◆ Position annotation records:
----
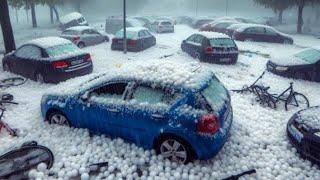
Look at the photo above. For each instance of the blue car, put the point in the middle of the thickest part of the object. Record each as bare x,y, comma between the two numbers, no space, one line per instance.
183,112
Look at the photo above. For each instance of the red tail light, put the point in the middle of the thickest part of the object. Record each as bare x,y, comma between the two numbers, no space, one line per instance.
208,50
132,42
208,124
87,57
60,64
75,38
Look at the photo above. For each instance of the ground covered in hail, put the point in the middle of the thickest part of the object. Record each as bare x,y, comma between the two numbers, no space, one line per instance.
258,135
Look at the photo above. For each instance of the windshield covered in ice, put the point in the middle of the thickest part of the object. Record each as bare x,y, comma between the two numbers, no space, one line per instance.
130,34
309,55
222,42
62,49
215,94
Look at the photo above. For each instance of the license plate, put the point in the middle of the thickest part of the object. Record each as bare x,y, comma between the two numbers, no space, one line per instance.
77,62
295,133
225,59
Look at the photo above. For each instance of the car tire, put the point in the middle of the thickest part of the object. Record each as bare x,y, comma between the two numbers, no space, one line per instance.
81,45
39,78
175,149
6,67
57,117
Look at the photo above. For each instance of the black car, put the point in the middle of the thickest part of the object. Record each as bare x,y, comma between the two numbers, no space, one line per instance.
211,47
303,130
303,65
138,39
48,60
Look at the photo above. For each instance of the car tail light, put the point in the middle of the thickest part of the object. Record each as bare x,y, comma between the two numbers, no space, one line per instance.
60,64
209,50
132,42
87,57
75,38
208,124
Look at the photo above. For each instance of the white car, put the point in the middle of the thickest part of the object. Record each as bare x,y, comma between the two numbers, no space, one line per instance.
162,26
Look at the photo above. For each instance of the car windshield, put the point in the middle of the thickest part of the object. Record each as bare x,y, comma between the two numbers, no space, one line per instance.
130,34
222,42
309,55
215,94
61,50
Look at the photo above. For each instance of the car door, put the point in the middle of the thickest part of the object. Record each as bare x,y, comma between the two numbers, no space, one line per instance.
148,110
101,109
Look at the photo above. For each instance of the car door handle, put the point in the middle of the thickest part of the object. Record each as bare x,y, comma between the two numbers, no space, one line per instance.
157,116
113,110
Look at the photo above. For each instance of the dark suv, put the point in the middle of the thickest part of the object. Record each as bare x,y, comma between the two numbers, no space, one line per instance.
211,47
----
◆ EXERCISE GOAL: Begin at the line containing "car windshield, put" and reproduce each line through the end of the records above.

◆ FULL ANSWER:
Look at the photo above. For each instance of the car windshield, put the point in the middle of the thickest part of the object. Record each as bare x,y, comma between the two numbers, no space, one line per instance.
130,34
222,42
309,55
215,94
61,50
Look at the photo above. For each instance of the car door, put the point in the middle of the thickest part of the object. Record each as bare x,y, comma between the two numbers, no space, one line per instance.
148,110
101,109
Look at the photo above. For each instance of the car door handle, put the point in the middle of the thickest part of the object. Record each as bare x,y, comma between the two numbers, no space, one line per instance.
157,116
113,110
Look at the photo above. For each instance of the dark suv, put the point in the middle of the thickest part of the object. Record each as bare x,y, comma between the two numbers, no space, one line per instance.
211,47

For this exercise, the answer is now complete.